- Activity: Of the entries below, return exactly those lines that fall between the one containing "Expected behaviour: place a point on each instance of the chain" and the one containing "Expected behaviour: place a point on each instance of the yellow", the two end lines included.

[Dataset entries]
※ ※ ※
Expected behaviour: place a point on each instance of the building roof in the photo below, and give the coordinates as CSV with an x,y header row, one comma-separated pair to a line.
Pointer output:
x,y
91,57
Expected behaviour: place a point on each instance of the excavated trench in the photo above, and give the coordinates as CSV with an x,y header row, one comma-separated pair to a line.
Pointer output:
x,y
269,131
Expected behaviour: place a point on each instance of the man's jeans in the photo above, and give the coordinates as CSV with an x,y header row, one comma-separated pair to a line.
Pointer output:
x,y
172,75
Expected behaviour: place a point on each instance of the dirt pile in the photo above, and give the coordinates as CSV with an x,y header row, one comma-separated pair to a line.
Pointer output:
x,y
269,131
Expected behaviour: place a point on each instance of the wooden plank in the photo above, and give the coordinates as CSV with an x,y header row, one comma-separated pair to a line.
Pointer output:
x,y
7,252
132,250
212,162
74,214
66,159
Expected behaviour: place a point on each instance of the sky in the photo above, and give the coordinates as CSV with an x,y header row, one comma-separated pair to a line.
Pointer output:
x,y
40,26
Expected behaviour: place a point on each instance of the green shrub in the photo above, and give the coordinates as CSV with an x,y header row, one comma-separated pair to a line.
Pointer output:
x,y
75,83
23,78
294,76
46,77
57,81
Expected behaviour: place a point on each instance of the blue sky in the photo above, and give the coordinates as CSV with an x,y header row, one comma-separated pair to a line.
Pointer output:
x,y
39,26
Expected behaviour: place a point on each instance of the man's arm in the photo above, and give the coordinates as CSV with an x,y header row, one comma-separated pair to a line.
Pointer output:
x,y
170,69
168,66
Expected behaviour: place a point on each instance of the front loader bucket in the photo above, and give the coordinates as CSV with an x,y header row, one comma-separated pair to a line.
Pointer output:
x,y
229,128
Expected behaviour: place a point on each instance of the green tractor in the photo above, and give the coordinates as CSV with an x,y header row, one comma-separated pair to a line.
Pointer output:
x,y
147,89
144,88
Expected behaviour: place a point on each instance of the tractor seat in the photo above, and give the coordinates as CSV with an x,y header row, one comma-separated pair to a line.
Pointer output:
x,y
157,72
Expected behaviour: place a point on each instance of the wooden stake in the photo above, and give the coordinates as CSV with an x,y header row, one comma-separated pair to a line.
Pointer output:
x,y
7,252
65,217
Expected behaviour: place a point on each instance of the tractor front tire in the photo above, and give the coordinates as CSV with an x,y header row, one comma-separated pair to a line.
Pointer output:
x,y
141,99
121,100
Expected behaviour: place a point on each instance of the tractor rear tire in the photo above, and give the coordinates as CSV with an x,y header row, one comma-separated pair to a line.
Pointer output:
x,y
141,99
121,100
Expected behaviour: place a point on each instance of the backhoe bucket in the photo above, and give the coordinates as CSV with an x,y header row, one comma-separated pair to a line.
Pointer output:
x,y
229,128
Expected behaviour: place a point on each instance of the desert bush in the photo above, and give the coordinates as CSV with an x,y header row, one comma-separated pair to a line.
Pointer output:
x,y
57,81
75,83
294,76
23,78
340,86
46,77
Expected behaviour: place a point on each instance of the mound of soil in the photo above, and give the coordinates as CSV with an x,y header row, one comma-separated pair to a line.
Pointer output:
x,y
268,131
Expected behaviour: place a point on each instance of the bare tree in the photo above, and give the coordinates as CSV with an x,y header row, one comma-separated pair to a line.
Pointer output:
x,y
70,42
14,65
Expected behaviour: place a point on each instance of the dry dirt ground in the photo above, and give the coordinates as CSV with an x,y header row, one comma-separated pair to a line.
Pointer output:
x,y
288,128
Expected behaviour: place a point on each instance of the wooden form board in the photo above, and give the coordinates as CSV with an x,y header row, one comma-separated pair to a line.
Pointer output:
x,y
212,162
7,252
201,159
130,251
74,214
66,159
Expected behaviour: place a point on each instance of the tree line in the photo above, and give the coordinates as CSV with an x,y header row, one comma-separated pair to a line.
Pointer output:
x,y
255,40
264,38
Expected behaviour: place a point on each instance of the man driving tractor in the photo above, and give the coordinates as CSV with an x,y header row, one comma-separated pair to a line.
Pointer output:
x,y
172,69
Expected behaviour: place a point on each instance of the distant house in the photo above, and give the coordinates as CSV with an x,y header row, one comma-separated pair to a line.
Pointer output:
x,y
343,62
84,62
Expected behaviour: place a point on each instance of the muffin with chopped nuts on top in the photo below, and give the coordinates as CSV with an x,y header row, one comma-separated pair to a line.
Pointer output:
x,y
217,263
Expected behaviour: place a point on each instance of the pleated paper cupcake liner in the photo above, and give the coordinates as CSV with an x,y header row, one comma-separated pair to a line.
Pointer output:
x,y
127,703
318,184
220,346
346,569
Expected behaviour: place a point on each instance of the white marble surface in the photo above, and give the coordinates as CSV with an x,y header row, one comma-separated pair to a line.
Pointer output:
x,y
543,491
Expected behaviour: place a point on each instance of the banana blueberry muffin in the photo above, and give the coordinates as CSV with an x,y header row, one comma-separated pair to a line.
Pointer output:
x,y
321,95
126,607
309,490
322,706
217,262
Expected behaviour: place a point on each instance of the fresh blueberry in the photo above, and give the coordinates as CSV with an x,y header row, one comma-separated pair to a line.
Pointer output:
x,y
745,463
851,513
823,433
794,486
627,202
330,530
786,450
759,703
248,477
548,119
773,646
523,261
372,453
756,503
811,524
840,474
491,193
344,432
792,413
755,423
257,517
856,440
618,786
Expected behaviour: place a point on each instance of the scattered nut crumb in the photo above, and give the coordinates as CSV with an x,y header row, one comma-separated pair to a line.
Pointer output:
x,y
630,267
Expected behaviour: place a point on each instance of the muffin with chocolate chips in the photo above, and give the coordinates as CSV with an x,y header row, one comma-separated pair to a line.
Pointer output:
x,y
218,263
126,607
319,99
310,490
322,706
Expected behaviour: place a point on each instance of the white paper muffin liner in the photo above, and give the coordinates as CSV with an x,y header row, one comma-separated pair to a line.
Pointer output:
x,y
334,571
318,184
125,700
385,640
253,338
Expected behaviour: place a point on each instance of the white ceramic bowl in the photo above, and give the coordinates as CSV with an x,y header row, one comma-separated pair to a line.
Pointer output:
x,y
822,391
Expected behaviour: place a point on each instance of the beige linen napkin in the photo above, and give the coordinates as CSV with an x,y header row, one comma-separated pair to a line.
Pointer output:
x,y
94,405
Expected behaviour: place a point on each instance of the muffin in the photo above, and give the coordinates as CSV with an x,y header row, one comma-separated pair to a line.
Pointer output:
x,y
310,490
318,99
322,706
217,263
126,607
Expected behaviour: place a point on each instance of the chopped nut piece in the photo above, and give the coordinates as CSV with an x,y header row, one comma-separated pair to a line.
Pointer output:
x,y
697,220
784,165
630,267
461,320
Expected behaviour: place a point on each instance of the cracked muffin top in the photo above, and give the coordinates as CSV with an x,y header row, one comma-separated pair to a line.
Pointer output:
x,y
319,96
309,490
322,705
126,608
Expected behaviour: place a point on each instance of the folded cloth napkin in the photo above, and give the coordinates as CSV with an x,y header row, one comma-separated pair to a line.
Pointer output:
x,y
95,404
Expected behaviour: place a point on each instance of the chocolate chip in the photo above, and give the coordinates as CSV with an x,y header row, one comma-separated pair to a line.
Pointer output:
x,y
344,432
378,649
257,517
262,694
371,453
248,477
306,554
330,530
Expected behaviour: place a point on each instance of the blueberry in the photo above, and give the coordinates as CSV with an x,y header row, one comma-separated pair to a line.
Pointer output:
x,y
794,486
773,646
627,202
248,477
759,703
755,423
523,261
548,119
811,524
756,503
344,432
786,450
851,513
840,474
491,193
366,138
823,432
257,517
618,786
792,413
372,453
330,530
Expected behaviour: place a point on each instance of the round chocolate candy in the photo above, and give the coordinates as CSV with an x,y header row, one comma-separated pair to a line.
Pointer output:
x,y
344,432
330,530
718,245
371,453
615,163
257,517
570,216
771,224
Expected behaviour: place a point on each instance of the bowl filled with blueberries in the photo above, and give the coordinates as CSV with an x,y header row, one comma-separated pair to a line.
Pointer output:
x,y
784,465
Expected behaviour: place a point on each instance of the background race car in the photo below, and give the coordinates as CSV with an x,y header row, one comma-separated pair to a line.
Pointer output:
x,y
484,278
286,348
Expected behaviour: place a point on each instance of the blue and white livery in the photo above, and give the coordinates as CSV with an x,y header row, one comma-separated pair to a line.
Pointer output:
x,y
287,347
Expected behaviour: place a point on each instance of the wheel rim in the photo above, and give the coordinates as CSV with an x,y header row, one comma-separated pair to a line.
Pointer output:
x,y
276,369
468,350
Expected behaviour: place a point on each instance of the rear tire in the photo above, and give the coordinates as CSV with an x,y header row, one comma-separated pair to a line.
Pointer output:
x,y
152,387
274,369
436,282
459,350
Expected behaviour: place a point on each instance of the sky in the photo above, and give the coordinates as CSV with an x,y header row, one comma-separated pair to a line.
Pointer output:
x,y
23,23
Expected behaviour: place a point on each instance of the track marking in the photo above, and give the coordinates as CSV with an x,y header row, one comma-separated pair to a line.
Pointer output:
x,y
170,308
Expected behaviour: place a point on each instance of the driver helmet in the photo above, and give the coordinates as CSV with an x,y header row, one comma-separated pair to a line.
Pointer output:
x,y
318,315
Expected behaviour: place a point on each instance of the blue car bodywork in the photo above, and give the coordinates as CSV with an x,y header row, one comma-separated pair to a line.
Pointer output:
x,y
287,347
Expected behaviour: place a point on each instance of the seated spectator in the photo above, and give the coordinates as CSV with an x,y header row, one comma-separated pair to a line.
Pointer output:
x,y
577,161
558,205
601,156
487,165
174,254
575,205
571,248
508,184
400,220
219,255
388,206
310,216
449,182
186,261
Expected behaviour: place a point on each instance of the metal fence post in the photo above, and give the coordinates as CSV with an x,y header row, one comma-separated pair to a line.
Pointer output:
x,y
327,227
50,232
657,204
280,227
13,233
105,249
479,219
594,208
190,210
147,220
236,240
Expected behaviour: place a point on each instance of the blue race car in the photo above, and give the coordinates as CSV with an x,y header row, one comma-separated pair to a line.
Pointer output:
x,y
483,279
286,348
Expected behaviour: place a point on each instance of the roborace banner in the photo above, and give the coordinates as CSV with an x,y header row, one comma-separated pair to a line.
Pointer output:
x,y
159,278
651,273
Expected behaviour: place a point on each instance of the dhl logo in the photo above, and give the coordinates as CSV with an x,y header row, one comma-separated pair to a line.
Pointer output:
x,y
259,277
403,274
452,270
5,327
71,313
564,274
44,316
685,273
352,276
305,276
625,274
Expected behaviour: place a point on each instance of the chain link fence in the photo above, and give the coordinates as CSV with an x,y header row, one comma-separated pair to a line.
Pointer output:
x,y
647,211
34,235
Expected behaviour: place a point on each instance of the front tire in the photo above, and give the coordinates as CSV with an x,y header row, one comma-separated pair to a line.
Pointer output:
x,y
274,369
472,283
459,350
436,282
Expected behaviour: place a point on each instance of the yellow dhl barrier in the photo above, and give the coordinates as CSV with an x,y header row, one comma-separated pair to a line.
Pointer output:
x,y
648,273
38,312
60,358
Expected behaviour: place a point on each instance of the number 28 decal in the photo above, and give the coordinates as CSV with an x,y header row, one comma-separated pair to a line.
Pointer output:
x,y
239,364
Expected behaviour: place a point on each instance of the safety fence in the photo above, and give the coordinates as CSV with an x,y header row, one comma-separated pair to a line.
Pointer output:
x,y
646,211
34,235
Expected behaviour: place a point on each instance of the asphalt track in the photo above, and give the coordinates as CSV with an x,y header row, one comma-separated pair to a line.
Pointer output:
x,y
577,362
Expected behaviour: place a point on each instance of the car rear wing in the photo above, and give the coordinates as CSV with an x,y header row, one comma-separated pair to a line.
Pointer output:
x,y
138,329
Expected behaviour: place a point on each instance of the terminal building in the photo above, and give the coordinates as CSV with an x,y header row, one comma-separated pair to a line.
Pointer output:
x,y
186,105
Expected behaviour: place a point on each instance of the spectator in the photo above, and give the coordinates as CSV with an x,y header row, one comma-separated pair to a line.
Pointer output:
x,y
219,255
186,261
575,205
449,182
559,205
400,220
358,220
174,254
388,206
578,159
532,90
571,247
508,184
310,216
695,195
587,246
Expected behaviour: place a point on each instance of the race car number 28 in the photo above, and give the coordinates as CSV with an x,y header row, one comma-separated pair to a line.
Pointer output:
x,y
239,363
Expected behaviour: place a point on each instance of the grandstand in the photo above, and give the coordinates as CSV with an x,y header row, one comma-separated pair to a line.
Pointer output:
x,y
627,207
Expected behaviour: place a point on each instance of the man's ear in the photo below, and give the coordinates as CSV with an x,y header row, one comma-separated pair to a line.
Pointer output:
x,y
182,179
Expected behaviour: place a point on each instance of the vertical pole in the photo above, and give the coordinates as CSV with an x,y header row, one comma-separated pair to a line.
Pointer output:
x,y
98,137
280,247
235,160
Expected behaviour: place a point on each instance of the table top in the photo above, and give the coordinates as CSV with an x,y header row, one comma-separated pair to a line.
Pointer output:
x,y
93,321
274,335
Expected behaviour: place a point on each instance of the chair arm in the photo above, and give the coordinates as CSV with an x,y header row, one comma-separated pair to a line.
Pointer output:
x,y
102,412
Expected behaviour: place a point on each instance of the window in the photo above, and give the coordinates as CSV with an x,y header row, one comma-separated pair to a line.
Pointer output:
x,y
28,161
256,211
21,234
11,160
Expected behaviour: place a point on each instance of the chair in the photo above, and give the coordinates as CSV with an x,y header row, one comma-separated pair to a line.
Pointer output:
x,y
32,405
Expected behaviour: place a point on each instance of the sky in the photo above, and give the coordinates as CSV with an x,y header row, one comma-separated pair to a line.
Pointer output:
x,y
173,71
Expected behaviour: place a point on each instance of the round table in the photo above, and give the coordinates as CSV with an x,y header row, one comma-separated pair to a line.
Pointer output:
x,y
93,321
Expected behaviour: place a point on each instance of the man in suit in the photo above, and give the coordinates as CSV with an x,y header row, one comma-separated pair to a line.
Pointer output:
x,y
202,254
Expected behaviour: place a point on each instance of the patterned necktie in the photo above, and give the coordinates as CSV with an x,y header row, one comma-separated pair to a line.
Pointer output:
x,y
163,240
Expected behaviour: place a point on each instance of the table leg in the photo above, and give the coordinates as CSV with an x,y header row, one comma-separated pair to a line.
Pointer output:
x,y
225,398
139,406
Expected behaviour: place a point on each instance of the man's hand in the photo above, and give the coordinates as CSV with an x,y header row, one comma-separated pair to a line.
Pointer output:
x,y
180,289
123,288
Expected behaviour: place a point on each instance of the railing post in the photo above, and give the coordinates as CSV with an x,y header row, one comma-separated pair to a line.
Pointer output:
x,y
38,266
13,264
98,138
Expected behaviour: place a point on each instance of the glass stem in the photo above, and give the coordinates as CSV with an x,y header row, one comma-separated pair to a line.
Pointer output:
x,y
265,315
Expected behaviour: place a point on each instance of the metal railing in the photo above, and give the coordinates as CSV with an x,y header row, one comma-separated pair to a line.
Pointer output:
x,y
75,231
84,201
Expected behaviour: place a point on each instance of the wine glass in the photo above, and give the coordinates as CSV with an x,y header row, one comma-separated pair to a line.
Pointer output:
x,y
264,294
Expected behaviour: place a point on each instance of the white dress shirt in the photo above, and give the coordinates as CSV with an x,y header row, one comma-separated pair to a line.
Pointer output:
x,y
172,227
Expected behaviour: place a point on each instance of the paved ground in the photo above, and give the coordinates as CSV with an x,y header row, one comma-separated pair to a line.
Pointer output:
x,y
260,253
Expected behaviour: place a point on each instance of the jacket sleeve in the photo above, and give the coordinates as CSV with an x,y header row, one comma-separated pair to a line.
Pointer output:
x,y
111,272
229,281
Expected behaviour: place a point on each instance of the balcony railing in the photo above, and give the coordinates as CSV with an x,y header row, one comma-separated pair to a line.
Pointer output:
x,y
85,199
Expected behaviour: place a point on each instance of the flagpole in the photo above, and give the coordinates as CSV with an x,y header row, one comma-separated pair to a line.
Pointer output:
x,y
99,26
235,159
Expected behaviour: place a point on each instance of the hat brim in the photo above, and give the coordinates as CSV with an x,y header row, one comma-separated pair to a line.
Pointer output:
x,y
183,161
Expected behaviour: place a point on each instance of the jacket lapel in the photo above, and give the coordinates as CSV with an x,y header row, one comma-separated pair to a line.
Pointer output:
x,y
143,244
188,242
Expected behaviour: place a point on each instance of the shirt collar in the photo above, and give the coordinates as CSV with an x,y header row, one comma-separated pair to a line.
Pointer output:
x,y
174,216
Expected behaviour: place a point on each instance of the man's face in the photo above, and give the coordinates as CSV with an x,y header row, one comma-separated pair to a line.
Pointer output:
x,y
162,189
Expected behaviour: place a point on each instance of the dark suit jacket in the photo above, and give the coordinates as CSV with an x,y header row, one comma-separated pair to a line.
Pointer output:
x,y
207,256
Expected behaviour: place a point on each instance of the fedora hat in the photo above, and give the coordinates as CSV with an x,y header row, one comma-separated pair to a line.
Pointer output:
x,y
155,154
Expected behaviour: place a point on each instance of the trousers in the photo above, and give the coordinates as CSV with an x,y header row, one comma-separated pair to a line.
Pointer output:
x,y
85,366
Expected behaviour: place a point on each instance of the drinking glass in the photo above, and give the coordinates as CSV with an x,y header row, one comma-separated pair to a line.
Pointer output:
※ ※ ※
- Your solution:
Expected behaviour: place a point on each instance of the chain link fence in the photo above, and give the coordinates as CSV with an x,y header row, one comma-separated pair to a line.
Pointer output:
x,y
647,211
34,235
Expected behaviour: place a point on each instance of the front tire in the photo above, and give the coordinates as CSV with an x,y header row, one comma-separated pair to a line.
Pointer output:
x,y
274,369
472,283
459,350
436,282
Expected behaviour: place a point on each instance of the yellow dhl barrier in the photo above, and give the coordinates as CSV with an x,y header row, one comma-separated pair to a line.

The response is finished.